Instruction ▸ Render each line of the data below as a numbered list, omitting any blank lines.

Information provided ▸
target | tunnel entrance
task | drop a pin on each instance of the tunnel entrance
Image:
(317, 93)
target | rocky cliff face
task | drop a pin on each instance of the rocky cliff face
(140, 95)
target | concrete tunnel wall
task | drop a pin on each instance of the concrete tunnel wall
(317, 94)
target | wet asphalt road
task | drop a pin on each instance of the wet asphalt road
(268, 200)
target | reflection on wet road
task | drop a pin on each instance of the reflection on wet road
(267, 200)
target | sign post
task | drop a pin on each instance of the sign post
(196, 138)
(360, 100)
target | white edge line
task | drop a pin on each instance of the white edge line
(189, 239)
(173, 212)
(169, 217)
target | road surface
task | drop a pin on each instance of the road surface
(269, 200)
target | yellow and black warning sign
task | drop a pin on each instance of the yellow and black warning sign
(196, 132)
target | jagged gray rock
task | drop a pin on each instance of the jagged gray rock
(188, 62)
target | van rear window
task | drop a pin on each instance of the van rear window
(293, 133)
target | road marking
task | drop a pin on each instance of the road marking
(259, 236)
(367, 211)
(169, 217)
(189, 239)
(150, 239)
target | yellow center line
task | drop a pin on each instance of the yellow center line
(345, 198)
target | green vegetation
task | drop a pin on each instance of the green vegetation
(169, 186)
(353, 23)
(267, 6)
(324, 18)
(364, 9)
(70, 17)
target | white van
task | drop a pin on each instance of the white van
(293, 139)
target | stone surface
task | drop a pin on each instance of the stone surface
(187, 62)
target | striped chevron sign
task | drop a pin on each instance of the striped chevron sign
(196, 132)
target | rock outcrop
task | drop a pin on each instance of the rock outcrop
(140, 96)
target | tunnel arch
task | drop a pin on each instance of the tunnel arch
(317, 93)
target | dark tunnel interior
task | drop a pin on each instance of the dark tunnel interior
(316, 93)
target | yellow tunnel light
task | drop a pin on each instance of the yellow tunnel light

Solution to the exercise ▸
1. target | tunnel entrance
2. task | drop a pin on each instance of the tunnel entrance
3. Image:
4. (317, 93)
5. target | rocky cliff face
6. task | drop a pin on each instance of the rocky cliff face
7. (140, 95)
8. target | concrete tunnel wall
9. task | drop a pin on each instance of the concrete tunnel wall
10. (317, 94)
11. target | wet asphalt road
12. task | drop a pin on each instance of the wet asphalt road
13. (268, 200)
14. target | reflection on wet road
15. task | drop a pin on each instance of the reflection on wet road
16. (267, 200)
17. target | sign post
18. task | drop a pin on each instance of the sign post
19. (196, 138)
20. (360, 100)
21. target | white edge line
22. task | drop a pin on each instance of the white edge line
23. (189, 239)
24. (173, 212)
25. (169, 217)
26. target | road surface
27. task | drop a pin on each instance of the road surface
28. (269, 200)
29. target | yellow and black warning sign
30. task | drop a pin on each instance of the yellow and black warning sign
31. (196, 132)
32. target | jagged gray rock
33. task | drop a pin on each instance of the jagged gray rock
34. (188, 62)
35. target | van rear window
36. task | drop a pin on each instance of the van rear window
37. (293, 133)
38. target | road marking
39. task | drop a pin on each instance of the road marking
40. (259, 236)
41. (367, 211)
42. (169, 217)
43. (189, 239)
44. (150, 239)
45. target | yellow center line
46. task | drop a pin on each instance of the yellow center line
47. (345, 198)
48. target | green vegetation
49. task | drop a pin on each instance of the green vegetation
50. (169, 186)
51. (353, 23)
52. (267, 6)
53. (324, 18)
54. (364, 9)
55. (70, 17)
56. target | white van
57. task | drop a pin on each instance of the white van
58. (293, 139)
59. target | stone surface
60. task | drop a pin on each instance of the stone surface
61. (187, 62)
62. target | striped chevron sign
63. task | drop a pin on each instance of the striped chevron sign
64. (196, 132)
65. target | rock outcrop
66. task | drop a pin on each instance of the rock outcrop
67. (140, 96)
68. target | tunnel arch
69. task | drop a pin on each instance of the tunnel arch
70. (317, 93)
71. target | dark tunnel interior
72. task | drop a pin on each instance of the dark tunnel interior
73. (316, 93)
74. target | yellow tunnel light
75. task | drop a pin on each instance of the yellow tunnel light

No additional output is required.